Stated goal
Rewrite every line of the items below, from the line containing "like x=117, y=103." through the line containing "x=86, y=130". In the answer points, multiply each x and y coordinate by 1.2 and round to a whole number, rounding halves up. Leave all other wording unchanged, including the sample coordinates that show how points are written.

------ Material to process

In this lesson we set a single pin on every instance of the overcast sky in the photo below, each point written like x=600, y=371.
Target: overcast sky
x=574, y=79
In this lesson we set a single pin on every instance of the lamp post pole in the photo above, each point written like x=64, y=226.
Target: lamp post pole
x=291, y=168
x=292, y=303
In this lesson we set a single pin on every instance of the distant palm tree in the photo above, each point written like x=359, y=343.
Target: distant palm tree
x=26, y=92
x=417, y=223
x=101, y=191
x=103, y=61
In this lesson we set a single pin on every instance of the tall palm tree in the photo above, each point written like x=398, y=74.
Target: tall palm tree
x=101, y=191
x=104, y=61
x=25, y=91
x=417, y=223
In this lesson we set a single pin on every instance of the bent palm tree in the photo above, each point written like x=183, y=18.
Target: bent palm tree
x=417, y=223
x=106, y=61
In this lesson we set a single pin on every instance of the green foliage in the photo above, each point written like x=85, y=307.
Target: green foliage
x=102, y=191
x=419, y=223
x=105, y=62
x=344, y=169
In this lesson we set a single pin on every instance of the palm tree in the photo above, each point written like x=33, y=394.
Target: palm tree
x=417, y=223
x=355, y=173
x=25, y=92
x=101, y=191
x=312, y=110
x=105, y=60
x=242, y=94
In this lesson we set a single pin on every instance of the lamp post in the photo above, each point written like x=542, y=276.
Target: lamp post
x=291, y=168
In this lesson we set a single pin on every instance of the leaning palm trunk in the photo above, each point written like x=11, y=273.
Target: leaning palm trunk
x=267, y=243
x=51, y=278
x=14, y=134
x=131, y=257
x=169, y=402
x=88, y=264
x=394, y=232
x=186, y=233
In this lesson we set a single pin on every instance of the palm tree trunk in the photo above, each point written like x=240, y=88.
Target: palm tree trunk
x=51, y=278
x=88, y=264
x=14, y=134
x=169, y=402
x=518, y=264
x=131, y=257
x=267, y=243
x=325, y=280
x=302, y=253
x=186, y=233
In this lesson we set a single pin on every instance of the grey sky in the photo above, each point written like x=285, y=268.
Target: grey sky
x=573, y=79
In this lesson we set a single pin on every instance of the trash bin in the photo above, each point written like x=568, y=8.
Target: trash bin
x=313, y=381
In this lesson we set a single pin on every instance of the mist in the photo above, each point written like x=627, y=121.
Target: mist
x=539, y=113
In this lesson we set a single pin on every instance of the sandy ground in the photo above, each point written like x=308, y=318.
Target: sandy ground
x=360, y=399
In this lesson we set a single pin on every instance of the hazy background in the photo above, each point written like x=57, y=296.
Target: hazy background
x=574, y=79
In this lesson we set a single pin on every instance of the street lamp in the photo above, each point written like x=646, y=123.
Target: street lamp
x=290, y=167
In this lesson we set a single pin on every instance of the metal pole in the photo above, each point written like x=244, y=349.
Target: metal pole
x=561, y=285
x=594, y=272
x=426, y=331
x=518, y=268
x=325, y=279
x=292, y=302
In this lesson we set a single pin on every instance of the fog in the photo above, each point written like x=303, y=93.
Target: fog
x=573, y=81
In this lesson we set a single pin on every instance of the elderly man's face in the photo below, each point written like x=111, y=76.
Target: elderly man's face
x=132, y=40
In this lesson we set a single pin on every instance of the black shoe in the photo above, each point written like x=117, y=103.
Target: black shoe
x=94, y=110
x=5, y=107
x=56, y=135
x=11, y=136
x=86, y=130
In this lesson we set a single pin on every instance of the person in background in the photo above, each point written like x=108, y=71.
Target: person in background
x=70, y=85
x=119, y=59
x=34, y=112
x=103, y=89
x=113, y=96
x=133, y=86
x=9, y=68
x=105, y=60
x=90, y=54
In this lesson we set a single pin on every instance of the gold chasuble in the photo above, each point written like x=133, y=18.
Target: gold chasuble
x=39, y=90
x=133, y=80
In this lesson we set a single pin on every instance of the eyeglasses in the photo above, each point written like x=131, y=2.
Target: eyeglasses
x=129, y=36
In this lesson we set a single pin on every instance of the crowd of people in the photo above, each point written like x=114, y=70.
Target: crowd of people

------------

Answer to this problem
In this lesson we set a single pin on every instance of the black shoe in the photo above, each point written like x=117, y=103.
Target: black shoe
x=113, y=132
x=6, y=128
x=67, y=162
x=13, y=163
x=103, y=156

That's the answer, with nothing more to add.